* [Stored items]
++++

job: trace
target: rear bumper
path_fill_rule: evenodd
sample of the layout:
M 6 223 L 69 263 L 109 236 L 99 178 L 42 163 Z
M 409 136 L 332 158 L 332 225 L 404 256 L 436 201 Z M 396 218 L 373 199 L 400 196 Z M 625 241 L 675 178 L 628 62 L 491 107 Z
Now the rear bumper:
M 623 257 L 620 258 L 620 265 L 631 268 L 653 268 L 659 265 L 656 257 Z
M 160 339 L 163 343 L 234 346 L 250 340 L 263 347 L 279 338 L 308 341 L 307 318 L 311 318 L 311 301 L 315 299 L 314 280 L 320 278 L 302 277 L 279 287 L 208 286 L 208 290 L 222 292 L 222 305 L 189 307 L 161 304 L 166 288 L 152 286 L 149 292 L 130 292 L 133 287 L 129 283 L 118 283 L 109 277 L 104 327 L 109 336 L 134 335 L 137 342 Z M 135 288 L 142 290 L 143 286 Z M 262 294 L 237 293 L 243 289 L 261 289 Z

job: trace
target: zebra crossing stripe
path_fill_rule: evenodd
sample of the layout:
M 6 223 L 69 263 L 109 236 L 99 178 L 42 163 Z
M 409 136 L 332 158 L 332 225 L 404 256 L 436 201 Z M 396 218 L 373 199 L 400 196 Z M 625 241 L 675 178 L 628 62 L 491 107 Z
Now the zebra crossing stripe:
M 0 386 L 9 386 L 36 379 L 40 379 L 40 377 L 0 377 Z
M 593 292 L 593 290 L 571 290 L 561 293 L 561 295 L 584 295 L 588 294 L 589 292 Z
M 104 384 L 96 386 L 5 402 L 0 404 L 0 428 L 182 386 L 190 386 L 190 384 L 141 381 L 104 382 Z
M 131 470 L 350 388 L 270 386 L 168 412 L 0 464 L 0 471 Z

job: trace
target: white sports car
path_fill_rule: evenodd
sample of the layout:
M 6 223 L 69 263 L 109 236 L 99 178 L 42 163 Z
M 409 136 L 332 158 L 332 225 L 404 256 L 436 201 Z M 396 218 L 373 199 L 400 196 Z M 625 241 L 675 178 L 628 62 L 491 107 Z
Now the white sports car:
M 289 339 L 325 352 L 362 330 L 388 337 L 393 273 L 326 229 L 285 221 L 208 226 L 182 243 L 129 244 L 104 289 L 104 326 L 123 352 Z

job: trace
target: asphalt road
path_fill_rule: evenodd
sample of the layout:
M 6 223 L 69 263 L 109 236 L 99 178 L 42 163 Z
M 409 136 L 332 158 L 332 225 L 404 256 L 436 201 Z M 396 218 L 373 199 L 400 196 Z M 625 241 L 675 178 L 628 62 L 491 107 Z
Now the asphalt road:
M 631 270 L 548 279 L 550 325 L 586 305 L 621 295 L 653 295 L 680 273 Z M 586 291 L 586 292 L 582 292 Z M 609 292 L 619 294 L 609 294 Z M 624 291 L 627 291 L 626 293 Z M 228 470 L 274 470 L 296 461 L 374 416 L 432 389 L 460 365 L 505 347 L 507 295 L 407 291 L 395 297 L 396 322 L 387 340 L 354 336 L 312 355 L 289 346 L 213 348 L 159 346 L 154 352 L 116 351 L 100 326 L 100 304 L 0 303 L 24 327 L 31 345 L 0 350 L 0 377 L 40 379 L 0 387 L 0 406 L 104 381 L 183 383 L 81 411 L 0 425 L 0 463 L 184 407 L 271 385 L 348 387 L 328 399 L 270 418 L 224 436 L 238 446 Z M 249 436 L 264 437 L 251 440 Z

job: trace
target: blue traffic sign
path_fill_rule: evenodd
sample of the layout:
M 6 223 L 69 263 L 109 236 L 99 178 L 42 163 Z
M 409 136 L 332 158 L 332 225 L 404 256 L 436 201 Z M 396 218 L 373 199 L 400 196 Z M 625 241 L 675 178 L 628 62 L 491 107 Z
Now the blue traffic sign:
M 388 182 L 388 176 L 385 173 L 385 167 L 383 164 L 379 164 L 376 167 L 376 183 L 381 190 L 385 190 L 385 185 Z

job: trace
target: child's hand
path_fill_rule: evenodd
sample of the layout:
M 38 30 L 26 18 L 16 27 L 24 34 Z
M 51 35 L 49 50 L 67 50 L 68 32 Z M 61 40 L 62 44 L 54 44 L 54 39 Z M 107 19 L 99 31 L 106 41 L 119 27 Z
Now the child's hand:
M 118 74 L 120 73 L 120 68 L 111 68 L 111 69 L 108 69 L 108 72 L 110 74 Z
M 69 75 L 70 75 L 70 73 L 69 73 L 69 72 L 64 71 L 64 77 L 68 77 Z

++++

Which lines in the records contain the word "bumper"? Copy each one.

target: rear bumper
Now the rear bumper:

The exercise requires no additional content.